▸ WHAT THE TASK ASKS:
Pick up the PC Pro writer vacancy page at the point where it ends and continue it.

-------- EXTRACT

Skip to navigation
Latest News

PC Pro job vacancy: news and features writer

PC Pro

By PC Pro staff

Posted on 26 May 2010 at 00:00

PC Pro, the UK’s biggest IT brand, is looking for a freelance news and features writer. The successful candidate will be expected to work on both the magazine and PC Pro’s recently redesigned website. Applicants should have an interest in technology, but above all demonstrate excellent writing skills and a keen eye for a news story.

Though primarily a writing role, there will also be opportunities for recording video and audio.

Based at Dennis Publishing’s central London offices, the candidate may also be required to represent the magazine at international events.

This is a full-time, freelance position at a rate of approximately £1,400 to £1,800 per month dependent on experience.

The Dennis difference

Our office is slap bang in the heart of the West End – just a stone’s throw away from Charlotte Street and its many bars and restaurants, five minutes from Oxford Street and Soho and right in the hub of London’s media land. In our most recent staff survey 91% of employees said they enjoyed working at Dennis and would recommend it to friends.

How to apply

Don’t worry about your CV (yet). Before we shortlist applicants, we want to know how well you write and why you think you’re right for the job. So, email a 300-word technology news story based on that day’s events to Barry Collins. Plus, send through one feature idea, either for the website or the magazine, along with a covering letter explaining what makes you perfect for PC Pro. Shortlisted applicants will be asked for a CV.

Closing date

Send your news story, idea and covering letter no later than 4 June 2010. Interviews will take place in June, at the Dennis Publishing offices.

Subscribe to PC Pro magazine. We'll give you 3 issues for £1 plus a free gift - click here
User comments

What a terrible Salary!

How can you expect anyone to work full-time for up to 21600pa?

By arcray on 26 May 2010


In London!!!

By Bluespider on 26 May 2010


Is this the same postition that was offered as few months back?

No change in the money on offer, I notice

By greemble on 26 May 2010

Come off it!!!

----------------
-------- DATA ENTRIES

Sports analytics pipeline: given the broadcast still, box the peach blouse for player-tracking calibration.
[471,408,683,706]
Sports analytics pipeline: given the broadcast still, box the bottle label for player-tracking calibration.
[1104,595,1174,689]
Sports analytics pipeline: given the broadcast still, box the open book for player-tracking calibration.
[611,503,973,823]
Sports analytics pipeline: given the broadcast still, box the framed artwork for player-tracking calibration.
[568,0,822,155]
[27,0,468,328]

----------------

▸ EXERCISE OUTPUT:
Many of us work full-time for a lot less than that.

21600pa, I wish I was paid that much!!

By keltia74 on 26 May 2010

I would go for it...

But im not sure if i hav enough experience

By c_rynne on 26 May 2010

... or do enough spell checking!

By c_rynne on 26 May 2010

... or do enough spell checking!

By c_rynne on 26 May 2010

Go for it, c_rynne

Like I said last time, that's what editors are for - right Barry?

keltia74 - you might work for less, but are you in West London?
Also notice, that's an 'up to' figure

By greemble on 26 May 2010

I'm assuming being freelance meens you have the ability to submit work elsewhere, on your own time, the monthly payment will be a retainer of some sort?
If not I fail to see how it can be both 'Freelance' and 'Full Time'

By Bluespider on 26 May 2010

Oh, Cool

This is really cool, i'm a little young to be going for this (only 16) but if I was a few years older I would be ridiculously excited about this whole thing, good luck to all who enter.

By Jah_Cure on 26 May 2010

I don't think it's legal to be a full time freelance at one location.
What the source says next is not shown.